Convert every line of the listing below into a numbered list, skipping blank lines and leaving out the picture placeholders.

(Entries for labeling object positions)
____________

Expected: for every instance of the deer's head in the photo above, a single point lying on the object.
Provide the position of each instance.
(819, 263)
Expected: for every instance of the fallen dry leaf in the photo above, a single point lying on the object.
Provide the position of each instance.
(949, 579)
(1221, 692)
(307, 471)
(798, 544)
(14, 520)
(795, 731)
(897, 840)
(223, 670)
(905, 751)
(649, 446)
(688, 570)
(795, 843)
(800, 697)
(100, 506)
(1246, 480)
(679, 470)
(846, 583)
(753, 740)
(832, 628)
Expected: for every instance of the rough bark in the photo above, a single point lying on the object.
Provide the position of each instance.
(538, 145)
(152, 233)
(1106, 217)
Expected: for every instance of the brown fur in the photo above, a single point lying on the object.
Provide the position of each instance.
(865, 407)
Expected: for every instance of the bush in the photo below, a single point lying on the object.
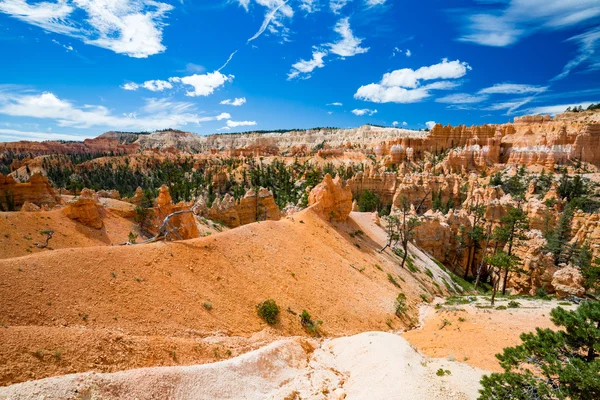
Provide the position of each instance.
(552, 364)
(268, 310)
(309, 325)
(400, 304)
(513, 304)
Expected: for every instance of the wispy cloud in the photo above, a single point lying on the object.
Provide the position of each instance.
(364, 111)
(235, 102)
(130, 27)
(155, 114)
(508, 21)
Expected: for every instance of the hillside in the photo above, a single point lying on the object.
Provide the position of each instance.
(147, 301)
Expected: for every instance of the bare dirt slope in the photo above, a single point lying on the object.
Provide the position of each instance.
(114, 308)
(372, 365)
(475, 335)
(21, 230)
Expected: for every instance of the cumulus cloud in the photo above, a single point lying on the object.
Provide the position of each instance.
(512, 88)
(310, 6)
(337, 5)
(348, 45)
(406, 85)
(202, 84)
(157, 85)
(235, 124)
(155, 114)
(364, 111)
(130, 27)
(235, 102)
(461, 98)
(304, 68)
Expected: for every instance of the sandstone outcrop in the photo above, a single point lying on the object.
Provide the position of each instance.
(332, 199)
(85, 209)
(538, 267)
(184, 225)
(251, 208)
(568, 281)
(37, 191)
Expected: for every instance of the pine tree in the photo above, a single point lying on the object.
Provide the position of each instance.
(549, 364)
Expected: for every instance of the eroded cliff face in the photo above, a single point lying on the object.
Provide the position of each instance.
(86, 209)
(332, 199)
(183, 226)
(253, 207)
(37, 191)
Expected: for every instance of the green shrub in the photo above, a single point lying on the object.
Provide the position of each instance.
(268, 310)
(400, 304)
(513, 304)
(309, 325)
(393, 280)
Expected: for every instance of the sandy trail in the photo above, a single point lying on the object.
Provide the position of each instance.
(475, 335)
(372, 365)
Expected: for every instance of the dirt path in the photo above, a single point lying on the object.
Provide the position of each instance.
(475, 335)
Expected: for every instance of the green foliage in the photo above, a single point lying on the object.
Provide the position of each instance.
(549, 364)
(309, 325)
(368, 201)
(268, 310)
(513, 304)
(393, 280)
(400, 305)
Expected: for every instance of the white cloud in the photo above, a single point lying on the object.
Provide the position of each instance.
(155, 114)
(276, 11)
(304, 68)
(364, 111)
(235, 102)
(310, 6)
(405, 85)
(157, 85)
(13, 135)
(130, 27)
(235, 124)
(130, 86)
(348, 45)
(512, 88)
(204, 84)
(337, 5)
(462, 98)
(519, 18)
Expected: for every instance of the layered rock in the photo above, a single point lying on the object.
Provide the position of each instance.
(184, 224)
(253, 207)
(438, 233)
(85, 209)
(37, 191)
(332, 199)
(537, 266)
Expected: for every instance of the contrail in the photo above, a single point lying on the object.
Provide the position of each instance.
(268, 18)
(228, 60)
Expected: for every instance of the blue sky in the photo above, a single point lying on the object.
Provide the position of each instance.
(77, 68)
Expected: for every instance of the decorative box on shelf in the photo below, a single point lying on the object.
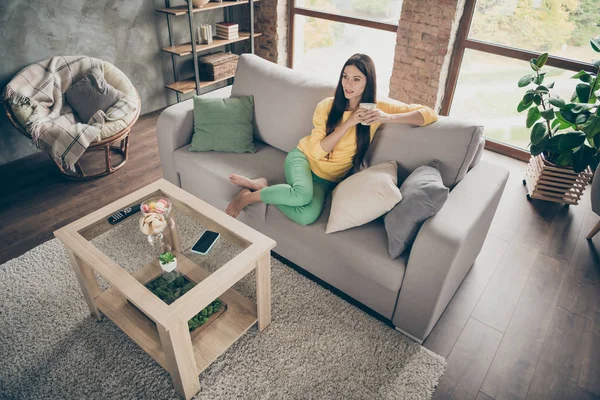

____________

# Right answer:
1. Expected: for every instance of the deer's head in the photo above, a single point lying on the object.
2. Provide the position of each instance.
3. (819, 263)
4. Expected: for every instance of the fallen dry leaf in the photo above, a single point lying on the object.
5. Provide the position of each instance.
6. (949, 579)
7. (1221, 692)
8. (307, 471)
9. (798, 544)
10. (14, 520)
11. (795, 731)
12. (897, 840)
13. (223, 670)
14. (905, 751)
15. (649, 446)
16. (688, 570)
17. (795, 843)
18. (800, 697)
19. (100, 506)
20. (1246, 480)
21. (679, 470)
22. (846, 583)
23. (753, 740)
24. (832, 628)
25. Expected: for every instance of the rough bark in the photo above, a single point lying on the object.
26. Provide the position of each instance.
27. (538, 145)
28. (152, 233)
29. (1106, 217)
30. Expected: for every instance of the brown fur in the photo above, a single point lying on the object.
31. Provide the position of each instance.
32. (865, 407)
33. Expected: for every instance of the bush in the photo below, a single point lying on the object.
34. Provide the position of each instance.
35. (552, 364)
36. (268, 310)
37. (309, 325)
38. (400, 304)
39. (513, 304)
40. Expected: for every instance of the wispy cloud in the photo above, a single point lying on the object.
41. Provide the position of each instance.
42. (364, 111)
43. (235, 102)
44. (130, 27)
45. (155, 114)
46. (508, 21)
47. Expected: for every instance of the hillside in the photo above, a single point lying on the object.
48. Provide the position of each instance.
49. (147, 301)
50. Expected: for every instance of the bare dirt slope in the photo above, a single point lying on the object.
51. Provide the position of each instance.
52. (114, 308)
53. (372, 365)
54. (475, 335)
55. (21, 230)
56. Expected: for every instance of the cumulus cloud in the photo above, a single point lying on the object.
57. Provide the position of each instance.
58. (512, 88)
59. (310, 6)
60. (337, 5)
61. (348, 45)
62. (406, 85)
63. (202, 84)
64. (157, 85)
65. (235, 124)
66. (155, 114)
67. (364, 111)
68. (130, 27)
69. (235, 102)
70. (461, 98)
71. (304, 68)
72. Expected: for every instance of the sandstone outcrop in the photo above, a single point lying on the object.
73. Provide the position of each instance.
74. (332, 199)
75. (85, 209)
76. (538, 267)
77. (184, 225)
78. (251, 208)
79. (568, 281)
80. (37, 191)
81. Expected: for every instance of the pine tree in the photo above, a single point lying on the object.
82. Provide the position of each instance.
83. (549, 364)
84. Expected: for every instance of the eroded cliff face in the photo above, a single point lying on the object.
85. Provide the position of each instance.
86. (86, 209)
87. (332, 199)
88. (183, 226)
89. (253, 207)
90. (37, 191)
91. Expected: for every instance of the green shrub in the photo above, a single point lying on the object.
92. Provide the position of each instance.
93. (268, 310)
94. (400, 304)
95. (513, 304)
96. (309, 325)
97. (393, 280)
98. Expected: for every instance of the sandy trail in the photo above, a single point lying on the object.
99. Provide the position of each instance.
100. (475, 335)
101. (372, 365)
102. Expected: for every instance of the dirt path in the photo above, a single point lying on the object.
103. Provide the position of each instance.
104. (475, 335)
105. Expected: for every instance of the green foliage in the photo above, a single point lying on the object.
106. Provide the position of each instance.
107. (549, 364)
108. (309, 325)
109. (368, 201)
110. (268, 310)
111. (513, 304)
112. (393, 280)
113. (400, 305)
114. Expected: for every instance of the white cloud in the photo above, a single point lying on the object.
115. Provide the position of each instance.
116. (155, 114)
117. (276, 11)
118. (304, 68)
119. (364, 111)
120. (235, 102)
121. (310, 6)
122. (405, 85)
123. (157, 85)
124. (13, 135)
125. (130, 27)
126. (235, 124)
127. (130, 86)
128. (348, 45)
129. (512, 88)
130. (204, 84)
131. (337, 5)
132. (462, 98)
133. (519, 18)
134. Expected: for every instance of the layered rock in the photo above, a single point lying on the object.
135. Provide the position of each instance.
136. (184, 224)
137. (253, 207)
138. (438, 233)
139. (85, 209)
140. (37, 191)
141. (332, 199)
142. (537, 266)
143. Expected: for every instance of the contrail in the photo above, a single point lying on the object.
144. Provide the position of each instance.
145. (268, 18)
146. (228, 60)
147. Expected: for every instance of the blue sky in the photo above, a single point lying on the object.
148. Provide the position of each instance.
149. (77, 68)
150. Expected: for every instance of the decorative box on shelf in the photo below, a single point lying on the object.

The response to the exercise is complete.